Given records =
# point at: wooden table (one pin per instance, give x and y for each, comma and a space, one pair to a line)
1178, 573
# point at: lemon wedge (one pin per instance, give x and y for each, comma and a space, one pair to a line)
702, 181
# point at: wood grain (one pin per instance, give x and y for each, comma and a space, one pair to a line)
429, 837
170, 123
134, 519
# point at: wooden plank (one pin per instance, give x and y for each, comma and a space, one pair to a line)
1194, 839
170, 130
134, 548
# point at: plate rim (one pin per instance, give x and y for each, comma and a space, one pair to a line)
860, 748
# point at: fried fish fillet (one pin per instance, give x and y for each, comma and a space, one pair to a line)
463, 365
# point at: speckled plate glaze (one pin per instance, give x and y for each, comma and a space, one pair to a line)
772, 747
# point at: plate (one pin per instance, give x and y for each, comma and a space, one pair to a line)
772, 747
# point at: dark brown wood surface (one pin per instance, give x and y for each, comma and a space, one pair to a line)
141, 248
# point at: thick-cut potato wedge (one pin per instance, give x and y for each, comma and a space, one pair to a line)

What you are asked to do = Please rescale the material above by writing out every line again, requests included, with each x and y coordinate in the answers multiplied by 1.35 and rounded to a whole number, halves rounding up.

Result =
# point at: wooden table (one pin per instance, give x and y for each, comma and a space, one pair to a line)
1590, 774
# point at: lemon wedge (one pin per instance, give x and y for each, comma and a space, one pair to a line)
948, 244
# point at: wood grain (one pin per instance, give x and y for each, comma and a space, one pair to a line)
579, 1130
230, 166
181, 701
# point at: wooden plank (one pin per instance, give x and y for each, comma and a space, one pair to a line)
1612, 1133
230, 176
181, 740
# point at: plate rim (one pin per instance, give x and y for each, comma and a space, one pair to a line)
1161, 1010
# point at: fried fish fillet (one pin per instance, give x and y for each, comma and a space, one pair to a line)
625, 493
# point at: speckled plate glaze (one pin per instance, give x and y for each, comma and a space, one pair to a line)
1042, 1008
# point at: plate (one pin per instance, give x and y for each, comma and a space, one pair to a line)
1042, 1008
# point at: dark brown wood surface (one pin per instance, give x and y for each, comma and a space, one pair to a line)
190, 335
# point at: thick-cut potato wedge (one pin per instance, give x and y for each, comma and a space, one pair to a line)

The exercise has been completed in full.